▶ **What this task involves**
Only the lines with "lanyard" in them need to be copied from the listing.

▶ **Records to use**

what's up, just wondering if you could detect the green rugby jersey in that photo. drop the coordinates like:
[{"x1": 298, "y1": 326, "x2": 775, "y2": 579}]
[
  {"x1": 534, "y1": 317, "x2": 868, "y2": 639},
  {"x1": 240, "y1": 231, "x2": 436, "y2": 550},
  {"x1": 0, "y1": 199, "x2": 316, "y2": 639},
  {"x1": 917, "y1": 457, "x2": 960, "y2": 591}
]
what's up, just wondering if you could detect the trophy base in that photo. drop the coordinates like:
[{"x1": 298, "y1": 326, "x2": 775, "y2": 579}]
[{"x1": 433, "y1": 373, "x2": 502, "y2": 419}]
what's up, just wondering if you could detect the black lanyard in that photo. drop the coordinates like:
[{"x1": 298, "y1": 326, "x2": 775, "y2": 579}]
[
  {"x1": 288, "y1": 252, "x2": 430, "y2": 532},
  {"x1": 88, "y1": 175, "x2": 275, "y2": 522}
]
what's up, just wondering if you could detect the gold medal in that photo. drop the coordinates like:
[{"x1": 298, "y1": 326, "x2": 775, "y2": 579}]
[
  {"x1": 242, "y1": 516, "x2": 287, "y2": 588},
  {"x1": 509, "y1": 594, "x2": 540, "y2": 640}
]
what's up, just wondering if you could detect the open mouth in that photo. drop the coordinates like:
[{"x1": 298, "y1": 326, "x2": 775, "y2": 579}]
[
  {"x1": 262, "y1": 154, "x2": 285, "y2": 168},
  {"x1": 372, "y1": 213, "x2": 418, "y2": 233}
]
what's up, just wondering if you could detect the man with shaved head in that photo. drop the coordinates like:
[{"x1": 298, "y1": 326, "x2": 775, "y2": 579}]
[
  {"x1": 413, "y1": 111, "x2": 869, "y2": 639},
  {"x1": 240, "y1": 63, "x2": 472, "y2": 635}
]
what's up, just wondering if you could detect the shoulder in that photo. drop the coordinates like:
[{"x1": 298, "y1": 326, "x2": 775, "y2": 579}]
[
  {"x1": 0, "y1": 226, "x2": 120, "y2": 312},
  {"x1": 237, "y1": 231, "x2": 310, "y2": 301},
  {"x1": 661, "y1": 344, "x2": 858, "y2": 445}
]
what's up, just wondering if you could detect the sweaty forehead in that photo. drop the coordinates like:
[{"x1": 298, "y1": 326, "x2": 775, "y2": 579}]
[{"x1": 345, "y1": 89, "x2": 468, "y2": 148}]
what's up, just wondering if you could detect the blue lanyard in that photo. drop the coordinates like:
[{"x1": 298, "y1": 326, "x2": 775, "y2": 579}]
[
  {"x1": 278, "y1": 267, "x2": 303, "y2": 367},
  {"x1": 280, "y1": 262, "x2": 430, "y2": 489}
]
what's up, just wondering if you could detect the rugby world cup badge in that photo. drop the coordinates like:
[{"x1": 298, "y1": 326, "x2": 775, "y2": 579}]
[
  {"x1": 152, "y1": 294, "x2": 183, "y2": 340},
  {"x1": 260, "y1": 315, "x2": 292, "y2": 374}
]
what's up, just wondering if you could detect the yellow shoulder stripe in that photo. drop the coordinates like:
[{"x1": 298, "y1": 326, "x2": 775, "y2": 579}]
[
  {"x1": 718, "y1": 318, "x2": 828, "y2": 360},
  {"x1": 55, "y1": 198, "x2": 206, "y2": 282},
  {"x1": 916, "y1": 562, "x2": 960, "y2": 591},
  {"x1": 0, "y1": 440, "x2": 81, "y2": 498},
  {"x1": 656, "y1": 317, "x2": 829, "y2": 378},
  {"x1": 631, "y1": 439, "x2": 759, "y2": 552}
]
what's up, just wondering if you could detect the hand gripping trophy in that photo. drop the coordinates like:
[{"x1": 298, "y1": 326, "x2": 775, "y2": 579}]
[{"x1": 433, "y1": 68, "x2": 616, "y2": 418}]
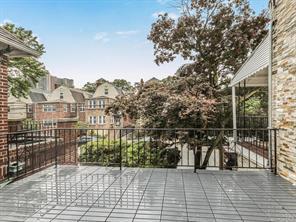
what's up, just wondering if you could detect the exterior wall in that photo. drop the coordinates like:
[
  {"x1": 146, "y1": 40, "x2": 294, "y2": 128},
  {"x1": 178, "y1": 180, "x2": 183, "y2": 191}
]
[
  {"x1": 85, "y1": 97, "x2": 118, "y2": 129},
  {"x1": 35, "y1": 73, "x2": 74, "y2": 92},
  {"x1": 0, "y1": 56, "x2": 8, "y2": 180},
  {"x1": 50, "y1": 75, "x2": 74, "y2": 91},
  {"x1": 34, "y1": 102, "x2": 78, "y2": 121},
  {"x1": 8, "y1": 94, "x2": 33, "y2": 121},
  {"x1": 48, "y1": 86, "x2": 76, "y2": 103},
  {"x1": 93, "y1": 82, "x2": 120, "y2": 99},
  {"x1": 272, "y1": 0, "x2": 296, "y2": 183}
]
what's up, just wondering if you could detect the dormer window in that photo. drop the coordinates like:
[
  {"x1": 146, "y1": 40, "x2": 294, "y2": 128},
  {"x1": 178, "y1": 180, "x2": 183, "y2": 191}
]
[
  {"x1": 60, "y1": 92, "x2": 64, "y2": 99},
  {"x1": 104, "y1": 88, "x2": 108, "y2": 95}
]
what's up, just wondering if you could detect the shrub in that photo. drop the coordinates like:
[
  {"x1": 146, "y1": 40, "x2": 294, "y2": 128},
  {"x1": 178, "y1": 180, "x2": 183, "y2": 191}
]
[{"x1": 79, "y1": 139, "x2": 180, "y2": 168}]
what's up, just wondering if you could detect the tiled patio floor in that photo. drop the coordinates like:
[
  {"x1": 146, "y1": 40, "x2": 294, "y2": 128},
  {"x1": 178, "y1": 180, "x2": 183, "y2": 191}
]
[{"x1": 0, "y1": 166, "x2": 296, "y2": 222}]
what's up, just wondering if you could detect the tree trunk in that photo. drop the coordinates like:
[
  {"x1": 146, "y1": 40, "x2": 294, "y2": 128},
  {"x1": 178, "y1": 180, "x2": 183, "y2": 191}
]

▶ **Solution to the exercise**
what's up, just wondering if you could detect the black lanyard in that photo. drop the coordinates like:
what's up, just wondering if you could detect the blue lanyard in that photo. drop the coordinates like:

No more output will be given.